─── Quoted text ───

# DIY Tool Demagnetizer



## RJSakowski (Jan 24, 2018)

A few days ago, I commented in another thread about using a soldering gun for demagnetizing tools, parts, etc.  For a long time, I have used 10AWG copper wire for making my own soldering tips.  At one point, I reshaped one of the tips into a circle and it worked very well for demagnetizing screw drivers and small wrenches. The problem was the loop was only 1-1/2" in diameter which prevented use on larger items.

You can't just make the loop larger as that adds length to the circuit which adds resistance, lowering the current to the point where it is no longer effective.  The magnetic flux is proportional to the number of turns, n, times the current.  In my case, there was one turn and about 310 amps, as measured with my ac clamp-on ammeter.  This was for a total loop length of about 5".  The current is determined by the voltage of the soldering gun, about .13 volts, and the resistance of the wire, about .4 milliohms @ 20ºC.  If I doubled the diameter of the loop, I would double the length of wire required which would halve the current and the magnetic flux.  Clearly, I wouldn't be able to make a larger loop using 10 AWG wire.

However, if I used a heavier gauge wire, its resistance per foot would be lower, allowing me to use a longer length while still maintaining the desired current.  I had a length of 6AWG wire which has a resistance of about .4 milliohms per foot.  14" of this wire would give me a loop with and inside diameter slightly more than 4" with a resistanc comparable to my original loop.

A started by making adapeters for my soldering gun.  The OEM tips were secured with 5/16-24 nuts.  I happened to have a brass hex standoff, 3/8" across the flats and with tthe ends threaded for 10-32 screws. I cut off about 1-1/8" from each end, faced the ends, and turned about 1/2" to .312".  Then I threaded the ends for 5/16-24.  To prepare the wire, I heated with a torch to anneal it and straightened it.  Then I flattened about 1/2" on each end and prick punched the ends about 1/4" from the end, flipped over and repeated on the back side.  I used a nail set to expand the holes to fit 10-32 hardware.  I pinched rather than drilled the holes because punching displaces the metal rather than removing it giving me more meat on the sides of the hole.  I also annealed the copper during and after working to prevent tress cracking. Finally, I bent the wire at a 90º angle about 3/4" from the ends and bent the wire into a loop about 4" in diameter.

Assembly consisted of removing the OEM tip and screwing in the two adapters, and attaching the loop with two 10-32 x 3/8" screws.  I decided that I wanted the planeof the loop parallel to the plane through the center of the soldering gun and did that while assembled.

The current through the loop was measured at more than300 amps.  This was somewhat more than anticipated.  Copper has a fairly large temperature coefficient with the resistance doubling with a 200ºC temperature increase.  The much larger mass and volume of the heavier wire resulted in cooler operation and a higher current.  After about a minute of operation, the temperature of the wire had risen enough to drop the current to about 270 amps.

To test the effectiveness of the demagnetizer, I magnetized a large screwdriver and was able to pick up a 70 gram bolt.  After passing through the demagnetizer, it could only pick up a 75 mg. washer, about 1/1000 the magnetic force.  The loop is large enough for me to demagnetize my 1-2-3 blocks and V blocks and to demagnetize my calipers.

─── Supplied data ───

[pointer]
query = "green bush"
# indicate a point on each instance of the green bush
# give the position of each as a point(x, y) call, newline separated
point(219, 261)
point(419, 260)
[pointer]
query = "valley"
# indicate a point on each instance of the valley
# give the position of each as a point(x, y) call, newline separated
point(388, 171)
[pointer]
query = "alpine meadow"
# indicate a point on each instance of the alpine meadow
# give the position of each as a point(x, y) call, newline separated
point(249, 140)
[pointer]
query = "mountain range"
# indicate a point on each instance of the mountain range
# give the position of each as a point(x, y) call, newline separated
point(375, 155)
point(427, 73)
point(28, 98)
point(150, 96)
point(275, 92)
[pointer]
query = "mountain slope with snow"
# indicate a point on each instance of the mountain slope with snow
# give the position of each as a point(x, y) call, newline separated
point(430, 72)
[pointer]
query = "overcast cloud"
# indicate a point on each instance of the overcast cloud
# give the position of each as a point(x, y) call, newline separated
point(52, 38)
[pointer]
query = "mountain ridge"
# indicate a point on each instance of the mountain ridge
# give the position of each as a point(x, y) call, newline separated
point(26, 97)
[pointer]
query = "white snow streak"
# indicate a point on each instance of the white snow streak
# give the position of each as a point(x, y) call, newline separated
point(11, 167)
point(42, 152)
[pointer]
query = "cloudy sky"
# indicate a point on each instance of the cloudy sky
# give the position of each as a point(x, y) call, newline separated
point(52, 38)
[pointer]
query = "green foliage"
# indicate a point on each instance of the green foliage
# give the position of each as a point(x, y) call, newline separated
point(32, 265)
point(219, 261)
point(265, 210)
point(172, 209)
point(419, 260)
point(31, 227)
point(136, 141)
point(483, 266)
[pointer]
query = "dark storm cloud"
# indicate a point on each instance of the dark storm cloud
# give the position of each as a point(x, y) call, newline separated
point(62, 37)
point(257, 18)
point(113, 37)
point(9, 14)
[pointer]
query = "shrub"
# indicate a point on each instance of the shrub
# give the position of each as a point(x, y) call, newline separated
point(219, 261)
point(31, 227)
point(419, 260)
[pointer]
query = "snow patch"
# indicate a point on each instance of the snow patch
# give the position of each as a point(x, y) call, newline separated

───

:: Task to complete ::
Can you reproduce the tool demagnetizer post word for word from "You can't just" to "10 AWG wire."? Nothing here depends on the point labeling data.

:: Response ::
You can't just make the loop larger as that adds length to the circuit which adds resistance, lowering the current to the point where it is no longer effective.  The magnetic flux is proportional to the number of turns, n, times the current.  In my case, there was one turn and about 310 amps, as measured with my ac clamp-on ammeter.  This was for a total loop length of about 5".  The current is determined by the voltage of the soldering gun, about .13 volts, and the resistance of the wire, about .4 milliohms @ 20ºC.  If I doubled the diameter of the loop, I would double the length of wire required which would halve the current and the magnetic flux.  Clearly, I wouldn't be able to make a larger loop using 10 AWG wire.